**TEXTO PARA LEITURA:**
....

'Na nova era do conhecimento, bilhões são gerados
sem a criação de um único emprego', diz economista.
Para
o professor da PUC-SP Ladislau Dowbor, sistema financeiro aliado a algoritmos
cada vez mais precisos minou o setor produtivo.
O economista Ladislau Dowbor se surpreendeu com o
drama financeiro enfrenado por uma amiga.
Intelectual, com curso de mestrado,
ela pegou R$ 4.000 emprestados de um grande banco de varejo. Até agora, pagou
R$ 5.000. Mas ainda está devendo R$ 8.000.
O que poderia ser considerado mais um caso de juros abusivos no mercado brasileiro é,
na verdade, um indicativo do quão poderoso se tornou o sistema financeiro
mundial.
Aliado à tecnologia proporcionada por algoritmos mais precisos e
velozes, o mundo das finanças minou o setor
produtivo e, consequentemente, o trabalho e a renda, diz Dowbor, professor
titular de pós-graduação da PUC-SP (Pontifícia Universidade Católica de São
Paulo).
O que vem agravando a situação do trabalho no mundo
é a economia intangível, baseada no conhecimento.
“Antes, o enriquecimento dos grandes grupos na
indústria ou nos serviços dependia da geração de empregos”, afirma o
economista, que já atuou como consultor de diversas agências das Nações Unidas,
governos e municípios, além de várias organizações do sistema “S” no Brasil.
Recentemente, suas pesquisas giram em torno das dinâmicas do sistema financeiro
nacional e internacional.

....

**LINHAS FORNECIDAS:**
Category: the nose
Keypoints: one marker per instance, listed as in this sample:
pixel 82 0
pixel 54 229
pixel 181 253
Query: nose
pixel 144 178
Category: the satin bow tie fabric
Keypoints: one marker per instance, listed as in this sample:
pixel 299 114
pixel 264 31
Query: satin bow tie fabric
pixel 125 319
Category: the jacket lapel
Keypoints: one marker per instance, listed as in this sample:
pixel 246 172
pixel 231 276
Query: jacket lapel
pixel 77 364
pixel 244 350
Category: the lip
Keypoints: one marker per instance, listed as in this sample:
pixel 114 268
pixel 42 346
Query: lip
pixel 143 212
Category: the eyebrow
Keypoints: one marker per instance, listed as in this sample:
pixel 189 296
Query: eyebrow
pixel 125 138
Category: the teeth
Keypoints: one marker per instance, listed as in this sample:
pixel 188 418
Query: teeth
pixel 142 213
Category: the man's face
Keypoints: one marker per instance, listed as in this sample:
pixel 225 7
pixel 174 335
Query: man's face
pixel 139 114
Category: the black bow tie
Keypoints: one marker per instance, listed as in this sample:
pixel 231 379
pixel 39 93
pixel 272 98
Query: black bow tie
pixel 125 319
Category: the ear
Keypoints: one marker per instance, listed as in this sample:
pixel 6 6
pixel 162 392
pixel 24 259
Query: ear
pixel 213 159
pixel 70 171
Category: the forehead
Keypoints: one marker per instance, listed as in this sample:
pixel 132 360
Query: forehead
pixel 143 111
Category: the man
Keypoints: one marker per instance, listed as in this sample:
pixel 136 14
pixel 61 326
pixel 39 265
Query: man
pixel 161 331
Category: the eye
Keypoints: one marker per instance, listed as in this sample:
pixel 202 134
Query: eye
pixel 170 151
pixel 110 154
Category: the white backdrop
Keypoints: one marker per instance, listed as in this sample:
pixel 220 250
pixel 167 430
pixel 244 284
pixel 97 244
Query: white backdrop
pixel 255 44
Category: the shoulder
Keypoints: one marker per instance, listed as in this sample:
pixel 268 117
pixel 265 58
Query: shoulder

....

**TAREFAS:**
#1 Devolva o trecho do texto sobre o sistema financeiro que começa em "O que vem agravando" e termina em "nacional e internacional.".
#2 Escreva a continuação do texto sobre o sistema financeiro, começando logo depois da última frase apresentada.

**RESPOSTAS DAS TAREFAS:**
#1
O que vem agravando a situação do trabalho no mundo
é a economia intangível, baseada no conhecimento.
“Antes, o enriquecimento dos grandes grupos na
indústria ou nos serviços dependia da geração de empregos”, afirma o
economista, que já atuou como consultor de diversas agências das Nações Unidas,
governos e municípios, além de várias organizações do sistema “S” no Brasil.
Recentemente, suas pesquisas giram em torno das dinâmicas do sistema financeiro
nacional e internacional.

#2
Para fazer sapatos, por exemplo, diz ele, o
empresário contratava gente, gerava o produto para a sociedade e pagava
impostos ao governo, ficando com o lucro da operação.
“Mas na economia imaterial, o enriquecimento
não é de quem produz, mas de quem intermedeia o processo”, diz. “O dinheiro que
movimenta a economia hoje não é de papel, virou um sinal magnético.
Apenas 3%
da liquidez vêm das células. Sobre cada operação, existe uma tarifa de 2,5% a
5% paga por todos nós, do rico ao favelado."
Dowbor, cita como exemplo grandes bancos no Brasil
que, entre o segundo trimestre de 2020 e o segundo trimestre de 2021,
aumentaram seus lucros em mais de 100%. “Isso com a economia parada”.
Ele vai além e destaca os 42 brasileiros que entraram na lista de bilionários
da revista Forbes, que tem 315 nomes.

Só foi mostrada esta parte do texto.